Parties de l'exercice:
- A) Imprimez le passage de l'extrait sur la CEMAC et l'UEMOA, de « DIVERGENCES DES REGIMES » à « de mesures préventives. ».
- B) D'après l'extrait sur la CEMAC et l'UEMOA, quel est l'un des fondements des marchés régionaux intégrés que les unions économiques doivent instaurer ?
- C) Dites si chacune de ces affirmations s'accorde avec l'extrait sur la CEMAC et l'UEMOA : (i) l'UEMOA et la CEMAC sont présentées comme des ensembles sous-régionaux considérablement intégrés dans le continent ; (ii) l'analyse constate un transfert significatif de compétences des États aux communautés ; (iii) les restrictions conventionnelles révèlent un régime de libre circulation des personnes à double vitesse.

DIVERGENCES DES REGIMES DE LA LIBERTE DE CIRCUALTION DES PERSONNES ENTRE LES DEUX ORGANISATIONS

DU PRINICPE VISE

DES PERSONNES

L'analyse institutionnelle de la CEMAC et de l'UEMOA permet en définitive de constater la rémanence d'un indice propre au régionalisme africain : l'absence d'un transfert significatif de compétences des Etats aux communautés, avec son corollaire de protectionnisme et de « repli identitaire ». Ce qui aboutit à l'adoption d'un train de mesures préventives.

Par ailleurs, contrairement à l'Afrique de l'Ouest où l'intégration régionale avance à grands pas, notamment sur les plans économique et de la libre circulation des personnes et des biens, l'Afrique Centrale a manqué le départ du « train de l'intégration96(*) ».

Apparaissent ici et là des limites, des contradictions, bref des restrictions conventionnelles qui marquent les entraves et exceptions à la mise en oeuvre du principe (section 1), lesquelles sont démonstratives d'un régime de libre circulation des personnes à double vitesse. Par voie de conséquence, il est plus que nécessaire que soient envisagées de nouvelles perspectives (section 2).

Section 1 : Exception et entraves à la mise en oeuvre du principe visé

L'UEMOA et la CEMAC constituent à ce jour des ensembles sous-régionaux considérablement intégrés dans le continent. Pour compléter leur union monétaire, instituée par un traité qui sert de base aux mécanismes de coopération de la zone franc, les pays de l'Afrique de l'Ouest de l'Afrique Centrale ont décidé de créer des unions économiques, destinées à instaurer de véritables marchés régionaux intégrés dont l'un des fondements est la mobilité des facteurs de production. Ces ambitions sont évanescentes, cependant, pour des raisons diverses qui se cristallisent autour de la prégnance de l'inter-étatisme.

Entrées:

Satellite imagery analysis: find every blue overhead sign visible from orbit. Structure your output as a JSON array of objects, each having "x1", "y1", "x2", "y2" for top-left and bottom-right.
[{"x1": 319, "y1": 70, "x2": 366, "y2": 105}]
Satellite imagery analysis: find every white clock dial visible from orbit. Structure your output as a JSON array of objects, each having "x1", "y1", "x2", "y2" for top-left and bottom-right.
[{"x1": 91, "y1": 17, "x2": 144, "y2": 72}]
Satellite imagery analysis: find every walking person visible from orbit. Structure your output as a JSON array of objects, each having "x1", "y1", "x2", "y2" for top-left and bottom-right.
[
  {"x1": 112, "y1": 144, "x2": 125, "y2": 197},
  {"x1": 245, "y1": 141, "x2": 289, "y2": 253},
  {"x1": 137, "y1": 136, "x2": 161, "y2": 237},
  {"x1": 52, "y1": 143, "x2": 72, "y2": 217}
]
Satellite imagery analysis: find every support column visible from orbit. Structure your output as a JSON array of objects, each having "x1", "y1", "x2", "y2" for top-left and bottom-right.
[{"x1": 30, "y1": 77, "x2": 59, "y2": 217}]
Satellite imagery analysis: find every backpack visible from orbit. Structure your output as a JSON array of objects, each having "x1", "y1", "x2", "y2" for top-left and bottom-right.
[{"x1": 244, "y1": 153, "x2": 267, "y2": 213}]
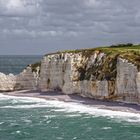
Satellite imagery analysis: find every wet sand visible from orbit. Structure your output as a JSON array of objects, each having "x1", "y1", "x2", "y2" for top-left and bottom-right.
[{"x1": 3, "y1": 90, "x2": 140, "y2": 114}]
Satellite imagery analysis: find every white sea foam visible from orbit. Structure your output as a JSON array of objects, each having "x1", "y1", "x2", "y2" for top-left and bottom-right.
[{"x1": 0, "y1": 95, "x2": 140, "y2": 123}]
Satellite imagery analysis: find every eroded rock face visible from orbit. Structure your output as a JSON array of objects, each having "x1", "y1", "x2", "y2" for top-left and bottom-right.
[
  {"x1": 0, "y1": 67, "x2": 39, "y2": 91},
  {"x1": 116, "y1": 58, "x2": 140, "y2": 103},
  {"x1": 0, "y1": 73, "x2": 16, "y2": 91},
  {"x1": 40, "y1": 53, "x2": 109, "y2": 98},
  {"x1": 0, "y1": 51, "x2": 140, "y2": 103},
  {"x1": 39, "y1": 52, "x2": 140, "y2": 103}
]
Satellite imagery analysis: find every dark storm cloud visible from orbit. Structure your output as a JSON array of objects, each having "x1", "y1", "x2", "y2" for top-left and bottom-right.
[{"x1": 0, "y1": 0, "x2": 140, "y2": 53}]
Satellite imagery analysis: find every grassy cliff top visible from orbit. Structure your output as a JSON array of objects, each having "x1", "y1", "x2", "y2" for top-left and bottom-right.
[
  {"x1": 46, "y1": 43, "x2": 140, "y2": 56},
  {"x1": 46, "y1": 43, "x2": 140, "y2": 68}
]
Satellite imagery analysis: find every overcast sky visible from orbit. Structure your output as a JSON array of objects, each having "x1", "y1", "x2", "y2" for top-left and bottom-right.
[{"x1": 0, "y1": 0, "x2": 140, "y2": 54}]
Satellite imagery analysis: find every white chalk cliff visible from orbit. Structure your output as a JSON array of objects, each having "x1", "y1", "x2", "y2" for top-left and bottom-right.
[
  {"x1": 40, "y1": 52, "x2": 140, "y2": 103},
  {"x1": 0, "y1": 51, "x2": 140, "y2": 103}
]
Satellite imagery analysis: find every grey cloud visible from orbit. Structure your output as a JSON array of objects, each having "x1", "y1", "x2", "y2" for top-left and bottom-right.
[{"x1": 0, "y1": 0, "x2": 140, "y2": 53}]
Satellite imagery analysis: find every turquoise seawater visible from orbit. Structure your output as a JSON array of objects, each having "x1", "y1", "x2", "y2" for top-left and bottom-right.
[
  {"x1": 0, "y1": 56, "x2": 140, "y2": 140},
  {"x1": 0, "y1": 55, "x2": 42, "y2": 74},
  {"x1": 0, "y1": 94, "x2": 140, "y2": 140}
]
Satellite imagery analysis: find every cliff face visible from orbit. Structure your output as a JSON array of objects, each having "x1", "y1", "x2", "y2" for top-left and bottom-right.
[
  {"x1": 0, "y1": 44, "x2": 140, "y2": 103},
  {"x1": 0, "y1": 66, "x2": 39, "y2": 91},
  {"x1": 40, "y1": 51, "x2": 140, "y2": 103}
]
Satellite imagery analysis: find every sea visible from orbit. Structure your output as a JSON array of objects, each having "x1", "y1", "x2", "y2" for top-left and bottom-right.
[{"x1": 0, "y1": 56, "x2": 140, "y2": 140}]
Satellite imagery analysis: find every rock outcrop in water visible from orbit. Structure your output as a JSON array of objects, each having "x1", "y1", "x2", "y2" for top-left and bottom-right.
[
  {"x1": 0, "y1": 66, "x2": 39, "y2": 92},
  {"x1": 0, "y1": 44, "x2": 140, "y2": 103}
]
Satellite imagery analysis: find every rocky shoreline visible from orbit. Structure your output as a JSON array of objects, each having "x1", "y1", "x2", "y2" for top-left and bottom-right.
[{"x1": 2, "y1": 90, "x2": 140, "y2": 114}]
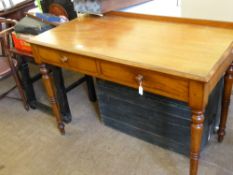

Réponses:
- A)
DIVERGENCES DES REGIMES DE LA LIBERTE DE CIRCUALTION DES PERSONNES ENTRE LES DEUX ORGANISATIONS

DU PRINICPE VISE

DES PERSONNES

L'analyse institutionnelle de la CEMAC et de l'UEMOA permet en définitive de constater la rémanence d'un indice propre au régionalisme africain : l'absence d'un transfert significatif de compétences des Etats aux communautés, avec son corollaire de protectionnisme et de « repli identitaire ». Ce qui aboutit à l'adoption d'un train de mesures préventives.

- B) La mobilité des facteurs de production.

- C)
(i) Oui : « L'UEMOA et la CEMAC constituent à ce jour des ensembles sous-régionaux considérablement intégrés dans le continent ».
(ii) Non : « l'absence d'un transfert significatif de compétences des Etats aux communautés ».
(iii) Oui : « lesquelles sont démonstratives d'un régime de libre circulation des personnes à double vitesse ».